╭─ TRECHO

Outro problema grave é que os idosos que conseguem o amparo financeiro, ainda são vitimas dos empréstimos. Temos a situação de uma pessoa que vive na hospedagem, e do salário mínimo que tem direito recebe apenas R$ 2 de aposentaria. O restante está comprometido, são três financeiras em Belo Horizonte e duas no Espírito Santo, cinco empréstimos para uma única pessoa. Como essas empresas conseguem os dados ou autorização do beneficiário?

Ainda sim, é que muitos pegam esse recurso e se veem nas ruas, nos abrigos e nos albergues.


Eu enxergo a necessidade de outro olhar, um cuidado diferenciado para esse caminhar do envelhecimento da população em situação de rua. No sentido de preservar o bem estar, a saúde, com políticas que sejam estruturantes e que ofereça uma moradia, com modalidades diferenciadas, que seja pequena república para idosos, a partir dos 60 anos e não a partir dos 65 anos.


Ademais, existe outra variável, os serviços da população em situação de rua, albergue ou abrigos, recebem as pessoas até os 60 anos, essa é a regra, mas podem acontecer algumas raras exceções. Dessa forma, se ultrapassou a faixa dos 60 não é aceito, porque já é considerado velho. Por outro lado, as instituições asilares, chamadas de ILPI’s (instituições de longa permanência) admitem pessoas a partir dos 65 anos, quando elas têm acesso ao benefício e podem contribuir, mesmo a instituição sendo pública.

╰─
╭─ DADOS REGISTRADOS

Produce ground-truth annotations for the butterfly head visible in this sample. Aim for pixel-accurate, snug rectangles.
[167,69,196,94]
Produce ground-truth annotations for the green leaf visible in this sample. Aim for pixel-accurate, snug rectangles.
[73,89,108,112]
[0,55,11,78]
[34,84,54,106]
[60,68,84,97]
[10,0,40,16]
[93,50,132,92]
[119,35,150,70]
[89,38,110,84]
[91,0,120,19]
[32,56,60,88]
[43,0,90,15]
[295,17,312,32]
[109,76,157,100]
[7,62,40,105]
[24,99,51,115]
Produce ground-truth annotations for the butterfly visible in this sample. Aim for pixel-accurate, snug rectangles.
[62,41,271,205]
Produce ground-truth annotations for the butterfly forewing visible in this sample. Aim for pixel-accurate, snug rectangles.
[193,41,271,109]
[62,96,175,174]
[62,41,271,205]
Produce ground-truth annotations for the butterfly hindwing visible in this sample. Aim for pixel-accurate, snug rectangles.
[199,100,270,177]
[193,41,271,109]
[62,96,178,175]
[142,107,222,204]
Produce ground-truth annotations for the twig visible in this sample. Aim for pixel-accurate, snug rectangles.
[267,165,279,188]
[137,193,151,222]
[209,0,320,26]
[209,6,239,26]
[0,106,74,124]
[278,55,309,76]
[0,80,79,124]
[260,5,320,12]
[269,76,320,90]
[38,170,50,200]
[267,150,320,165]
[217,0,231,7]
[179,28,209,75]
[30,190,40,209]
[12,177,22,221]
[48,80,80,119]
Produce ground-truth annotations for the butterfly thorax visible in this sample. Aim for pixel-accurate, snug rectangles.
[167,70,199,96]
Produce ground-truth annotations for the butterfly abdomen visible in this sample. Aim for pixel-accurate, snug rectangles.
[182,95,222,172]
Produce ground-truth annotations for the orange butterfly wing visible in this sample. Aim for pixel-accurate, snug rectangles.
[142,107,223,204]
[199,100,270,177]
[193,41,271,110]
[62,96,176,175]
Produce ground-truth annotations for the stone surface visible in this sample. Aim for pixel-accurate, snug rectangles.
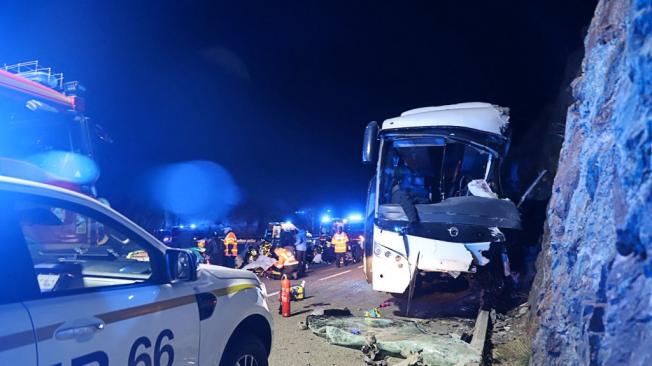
[530,0,652,365]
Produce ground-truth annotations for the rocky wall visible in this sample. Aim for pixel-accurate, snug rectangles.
[530,0,652,365]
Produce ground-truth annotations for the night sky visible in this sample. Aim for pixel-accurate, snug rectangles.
[0,0,595,220]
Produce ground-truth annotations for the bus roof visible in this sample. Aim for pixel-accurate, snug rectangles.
[0,69,76,109]
[382,102,509,135]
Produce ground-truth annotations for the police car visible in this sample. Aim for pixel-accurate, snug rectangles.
[0,176,272,366]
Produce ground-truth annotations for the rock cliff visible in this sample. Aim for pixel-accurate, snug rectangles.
[530,0,652,365]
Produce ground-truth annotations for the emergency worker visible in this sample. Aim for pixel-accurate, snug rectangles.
[294,229,308,276]
[274,247,299,280]
[331,226,349,267]
[224,228,238,268]
[204,233,224,266]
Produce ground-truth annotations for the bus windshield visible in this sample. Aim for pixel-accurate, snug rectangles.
[379,136,492,204]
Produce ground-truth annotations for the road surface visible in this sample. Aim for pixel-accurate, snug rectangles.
[264,264,479,366]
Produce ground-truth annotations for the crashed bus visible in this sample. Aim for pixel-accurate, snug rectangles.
[362,103,521,294]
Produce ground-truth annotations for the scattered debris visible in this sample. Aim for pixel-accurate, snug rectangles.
[394,351,425,366]
[307,315,481,366]
[364,308,382,318]
[491,303,532,366]
[361,333,388,366]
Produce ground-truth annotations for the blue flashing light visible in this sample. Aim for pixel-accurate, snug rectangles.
[349,213,362,221]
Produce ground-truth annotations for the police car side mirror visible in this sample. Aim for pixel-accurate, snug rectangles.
[165,249,197,282]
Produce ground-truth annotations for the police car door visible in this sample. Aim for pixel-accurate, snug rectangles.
[17,193,199,366]
[0,193,37,365]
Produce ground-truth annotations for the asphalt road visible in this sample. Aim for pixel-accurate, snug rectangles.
[264,264,479,366]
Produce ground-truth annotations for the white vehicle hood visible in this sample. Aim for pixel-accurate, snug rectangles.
[199,264,259,283]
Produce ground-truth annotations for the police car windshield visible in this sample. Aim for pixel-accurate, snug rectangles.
[0,100,87,159]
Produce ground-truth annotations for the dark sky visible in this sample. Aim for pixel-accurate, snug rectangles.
[0,0,595,217]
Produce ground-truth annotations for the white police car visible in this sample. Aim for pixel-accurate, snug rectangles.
[0,176,272,366]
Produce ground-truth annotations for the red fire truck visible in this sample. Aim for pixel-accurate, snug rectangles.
[0,61,108,197]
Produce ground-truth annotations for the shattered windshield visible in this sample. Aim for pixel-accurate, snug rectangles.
[379,136,491,204]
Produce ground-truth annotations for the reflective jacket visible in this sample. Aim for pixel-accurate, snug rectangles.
[274,248,299,268]
[331,233,349,253]
[224,231,238,257]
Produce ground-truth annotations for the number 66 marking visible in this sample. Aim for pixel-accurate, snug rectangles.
[128,329,174,366]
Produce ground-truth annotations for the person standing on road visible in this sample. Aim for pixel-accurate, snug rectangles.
[331,226,349,267]
[294,229,308,277]
[224,228,238,268]
[274,247,299,280]
[204,233,224,266]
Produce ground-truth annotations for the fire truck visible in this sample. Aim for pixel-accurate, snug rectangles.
[0,61,104,197]
[0,61,107,252]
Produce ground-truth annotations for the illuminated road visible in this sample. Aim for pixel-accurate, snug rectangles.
[264,264,479,366]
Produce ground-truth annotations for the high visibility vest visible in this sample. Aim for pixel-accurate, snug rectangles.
[274,249,299,268]
[331,233,349,253]
[224,232,238,257]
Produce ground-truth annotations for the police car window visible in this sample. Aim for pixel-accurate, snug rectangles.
[16,202,152,293]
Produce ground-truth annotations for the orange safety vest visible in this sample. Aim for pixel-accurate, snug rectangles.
[274,249,299,268]
[331,233,349,253]
[224,231,238,257]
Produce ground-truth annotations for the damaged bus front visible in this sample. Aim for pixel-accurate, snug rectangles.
[363,103,521,294]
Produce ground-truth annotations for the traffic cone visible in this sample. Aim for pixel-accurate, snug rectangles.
[281,275,290,318]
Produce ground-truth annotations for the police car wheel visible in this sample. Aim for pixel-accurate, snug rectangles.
[220,337,268,366]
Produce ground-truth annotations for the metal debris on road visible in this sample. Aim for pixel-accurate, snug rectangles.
[307,315,481,366]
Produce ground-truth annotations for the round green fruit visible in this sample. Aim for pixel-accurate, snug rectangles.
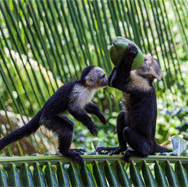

╰─

INSTRUÇÃO A
Resuma em duas frases o trecho sobre idosos em situação de rua.
INSTRUÇÃO B
Escreva a continuação do trecho sobre idosos em situação de rua, partindo do ponto em que ele termina.
As linhas não guardam relação com o trecho.

RESPOSTA A
O trecho afirma que idosos que obtêm amparo financeiro ainda são vítimas de empréstimos, a exemplo de uma pessoa que recebe apenas R$ 2 do salário mínimo a que tem direito por ter cinco empréstimos em financeiras de Belo Horizonte e do Espírito Santo. Defende políticas estruturantes com moradia em modalidades diferenciadas, como pequena república para idosos a partir dos 60 anos, e observa que abrigos e albergues, em regra, recebem pessoas até os 60 anos, enquanto as ILPIs admitem pessoas a partir dos 65.

RESPOSTA B
De modo que, essas senhoras e senhores ficam no espaço que não é espaço, um sem lugar nessas transições de faixa etária. E durante a pandemia, nós observamos o aumento nas ruas de gente envelhecida, sofrida, que é também fruto da condição econômica, vítimas do despejo, por não conseguirem pagar o aluguel. Nós temos um caso em que ele não conseguiu honrar o compromisso do aluguel e foi despejado em plena pandemia, e o que sobrou foi a rua. Nós temos gente nas hospedagens com mais de 60 anos e outros acima dos 65.


Portanto, nós temos um cenário de muitos desafios, de políticas públicas para a população idosa em situação de rua, precisamos de uma modalidade de atendimento, além do serviço de abordagem e a falta disso nos deixa limitados.

Sobre as hospedagens: são casas pensadas em princípio para o período da pandemia. Abrigamos idosos e pessoas com comorbidade, mais sensíveis ao vírus.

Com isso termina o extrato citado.